Pick out every line of the listing that follows containing the string "below" and copy each one. Case counts.
==== EXERCISE MATERIALS ====
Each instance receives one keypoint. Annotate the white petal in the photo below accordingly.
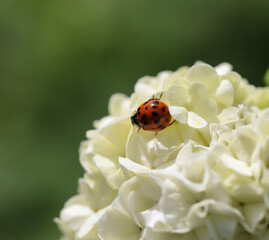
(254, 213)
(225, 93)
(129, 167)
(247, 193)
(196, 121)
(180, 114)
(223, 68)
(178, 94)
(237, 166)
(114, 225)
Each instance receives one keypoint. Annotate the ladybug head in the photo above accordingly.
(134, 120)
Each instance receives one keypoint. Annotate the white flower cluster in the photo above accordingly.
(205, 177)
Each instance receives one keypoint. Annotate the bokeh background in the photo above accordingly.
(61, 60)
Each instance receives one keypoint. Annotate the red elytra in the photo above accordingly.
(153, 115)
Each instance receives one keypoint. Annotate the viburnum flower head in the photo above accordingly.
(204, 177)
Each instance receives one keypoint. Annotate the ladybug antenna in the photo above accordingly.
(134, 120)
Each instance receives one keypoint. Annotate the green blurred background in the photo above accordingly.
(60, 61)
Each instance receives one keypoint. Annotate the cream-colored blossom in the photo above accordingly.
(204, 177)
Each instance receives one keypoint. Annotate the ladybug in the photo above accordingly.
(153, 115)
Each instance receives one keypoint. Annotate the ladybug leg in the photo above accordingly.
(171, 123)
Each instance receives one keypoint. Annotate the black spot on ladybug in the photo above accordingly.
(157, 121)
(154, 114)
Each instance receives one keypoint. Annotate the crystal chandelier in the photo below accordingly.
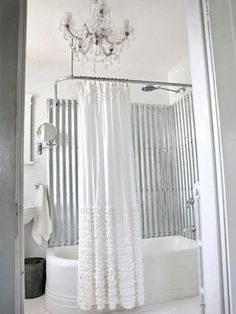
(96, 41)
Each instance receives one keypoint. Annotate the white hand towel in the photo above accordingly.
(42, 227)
====
==== EXERCISE MATERIALS ====
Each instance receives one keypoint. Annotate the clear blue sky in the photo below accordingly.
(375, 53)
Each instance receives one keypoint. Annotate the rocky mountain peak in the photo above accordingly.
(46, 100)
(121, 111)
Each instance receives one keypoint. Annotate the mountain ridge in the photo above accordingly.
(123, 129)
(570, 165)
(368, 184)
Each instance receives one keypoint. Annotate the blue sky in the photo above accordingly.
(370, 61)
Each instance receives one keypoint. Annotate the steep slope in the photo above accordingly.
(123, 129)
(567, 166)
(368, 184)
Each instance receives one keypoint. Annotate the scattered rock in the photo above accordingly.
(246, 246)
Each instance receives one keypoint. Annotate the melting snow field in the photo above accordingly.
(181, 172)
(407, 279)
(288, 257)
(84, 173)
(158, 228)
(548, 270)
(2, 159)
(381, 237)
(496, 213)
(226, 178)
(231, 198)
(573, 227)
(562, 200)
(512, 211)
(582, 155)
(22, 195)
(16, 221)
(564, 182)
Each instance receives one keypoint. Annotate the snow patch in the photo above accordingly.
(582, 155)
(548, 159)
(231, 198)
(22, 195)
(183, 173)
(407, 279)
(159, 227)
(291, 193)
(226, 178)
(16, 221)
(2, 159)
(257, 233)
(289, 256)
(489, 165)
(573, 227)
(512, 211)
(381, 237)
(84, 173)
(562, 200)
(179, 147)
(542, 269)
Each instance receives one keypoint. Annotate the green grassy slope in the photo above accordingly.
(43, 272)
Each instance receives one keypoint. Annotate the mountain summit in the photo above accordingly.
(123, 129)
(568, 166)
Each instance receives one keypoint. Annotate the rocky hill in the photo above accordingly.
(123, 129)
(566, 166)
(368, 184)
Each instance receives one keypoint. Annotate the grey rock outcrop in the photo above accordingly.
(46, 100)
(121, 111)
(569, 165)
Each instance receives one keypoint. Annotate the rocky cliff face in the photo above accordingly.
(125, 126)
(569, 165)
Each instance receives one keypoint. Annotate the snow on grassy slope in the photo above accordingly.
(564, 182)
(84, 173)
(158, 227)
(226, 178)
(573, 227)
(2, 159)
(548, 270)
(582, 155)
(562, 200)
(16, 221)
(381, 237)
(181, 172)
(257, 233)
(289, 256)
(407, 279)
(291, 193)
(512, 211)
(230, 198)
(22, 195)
====
> **CORRECT ANSWER**:
Each instance receives one keypoint. Annotate the white petal in the photo below accordingly.
Each instance receives one keypoint. Annotate the crystal chandelier in the photo below accordingly.
Each instance receives one keypoint. Annotate the clear blue sky in the photo below accordingly.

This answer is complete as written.